** Begin PAGE EXTRACT **

GNOME rethinks windows 


  • The reason window management is left to users is that we know where we want them.
  • Open windows where I left them.
  • Physically arranging windows allows for a much more solid multi-tasking experience.
  • Then again, I’m old and resistant to change. 
  • GNOME is ready to shake things up. 
  • They are working on a new type of windows management that has three potential layout states. 
  • Mosaic, Edge Tiling, and Floating. 
  • A system that will “automatically do what people probably want” while fully integrating the workspace into their workflow. 
  • This integration will require richer metadata from apps. 
  • I really like the concept of Mosaic, combining tiling and floating windows.
  • And it is really nice to see that a lot of thought is going into the future of window management on Linux and GNOME.
  • System76 is also working heavily on new window management paradigms for their up and coming Rust based Cosmic desktop manager.
  • Like Venn, I am trained in the old school way of window management, whether it be floating, like with CDE, stacking with twm or iceWM, or tiling with the classic ratpoison.
  • One of the reasons I like to use multiple monitors is to avoid the window trappings of floating or tiling.
  • So I can have multiple apps open full screen on several different monitors and have the text enlarged, for an easy layout to use screen magnifiers for my half blindness when needed. 


Waterfox browser update


  • Way back in February of 2020 on LWDW we talked about the web browser Waterfox joining the System1 advertising company.
  • Well, now Waterfox, the privacy-focused web browser, has regained its independence and is parting ways with System1.
  • There was concern about the Waterfox’s future trajectory under the System1 ownership.

** End PAGE EXTRACT **

■ **PROBLEMS TO WORK ON**:
[1] According to the notes on GNOME window management and the Waterfox browser, what three layout states is GNOME's new window management working on?
[2] Write the next part of the notes on GNOME window management and the Waterfox browser, picking up after their final line.

** Begin SUPPLIED RECORDS **

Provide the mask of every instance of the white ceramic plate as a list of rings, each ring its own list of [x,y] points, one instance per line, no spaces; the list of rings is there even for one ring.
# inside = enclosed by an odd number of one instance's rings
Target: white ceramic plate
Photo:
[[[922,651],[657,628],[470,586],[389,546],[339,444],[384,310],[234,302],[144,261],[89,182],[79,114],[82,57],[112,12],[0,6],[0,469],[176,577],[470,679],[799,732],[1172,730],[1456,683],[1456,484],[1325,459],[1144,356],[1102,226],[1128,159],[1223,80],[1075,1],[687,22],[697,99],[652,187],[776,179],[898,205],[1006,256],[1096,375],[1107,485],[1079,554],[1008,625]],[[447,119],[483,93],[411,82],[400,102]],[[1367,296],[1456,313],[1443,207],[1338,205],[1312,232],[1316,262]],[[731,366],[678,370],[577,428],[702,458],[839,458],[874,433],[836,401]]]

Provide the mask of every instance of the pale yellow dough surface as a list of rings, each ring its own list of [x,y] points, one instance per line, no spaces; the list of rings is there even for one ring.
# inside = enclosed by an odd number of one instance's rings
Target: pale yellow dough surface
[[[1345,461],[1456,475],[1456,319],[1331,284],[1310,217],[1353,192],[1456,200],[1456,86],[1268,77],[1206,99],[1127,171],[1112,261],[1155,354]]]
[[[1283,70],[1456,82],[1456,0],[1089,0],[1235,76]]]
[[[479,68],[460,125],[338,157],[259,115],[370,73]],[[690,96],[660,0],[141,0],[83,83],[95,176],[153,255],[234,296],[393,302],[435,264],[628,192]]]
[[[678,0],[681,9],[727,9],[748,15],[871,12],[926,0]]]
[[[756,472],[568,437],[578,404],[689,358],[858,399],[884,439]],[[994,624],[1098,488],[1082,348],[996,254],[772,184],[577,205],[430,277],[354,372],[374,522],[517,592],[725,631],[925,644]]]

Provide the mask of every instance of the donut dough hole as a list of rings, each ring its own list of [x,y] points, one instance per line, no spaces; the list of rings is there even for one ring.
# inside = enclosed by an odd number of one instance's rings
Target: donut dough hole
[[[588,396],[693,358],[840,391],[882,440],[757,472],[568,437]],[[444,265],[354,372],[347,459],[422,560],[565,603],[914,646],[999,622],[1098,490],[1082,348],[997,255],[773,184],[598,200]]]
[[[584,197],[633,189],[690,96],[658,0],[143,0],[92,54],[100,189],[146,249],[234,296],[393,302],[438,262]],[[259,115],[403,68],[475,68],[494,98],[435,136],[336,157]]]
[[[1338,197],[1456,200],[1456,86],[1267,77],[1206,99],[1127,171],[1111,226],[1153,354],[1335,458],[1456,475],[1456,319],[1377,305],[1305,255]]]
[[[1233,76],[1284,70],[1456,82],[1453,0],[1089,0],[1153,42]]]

** End SUPPLIED RECORDS **

■ **ANSWERS TO EACH TASK**:
[1] Mosaic, Edge Tiling, and Floating.

[2]
  • With this transition, Waterfox users can breathe a sigh of relief as the browser renews its focus on privacy, customization, and performance.
  • Alex Kontos, the driving force behind Waterfox’s success and the creator and lead developer, will continue leading the project, which is a promising sign for its community.
  • Kontos emphasizes that the newfound independence opens doors for faster development, exciting new features, and a heightened user experience.
  • And In the coming months, he will be working diligently to advance the browser, focusing on improvements that enhance privacy, boost performance, and expand customisation options.
  • Waterfox became very popular about 11 years ago, and was a very fast alternative to Firefox and a great option for the security conscious.
  • Waterfox still uses XUL, or the XML User Interface Language which is a user interface markup language developed by Mozilla, and used extensively to create add-ons.
  • I used to use Waterfox on a regular basis, and hope that its new found independence will bring it back as a go to alternative browser.
  • Waterfox has a head start for a web browser focused on security, especially in today’s day and age where most browsers are shifting in that direction and there are a lot of options available.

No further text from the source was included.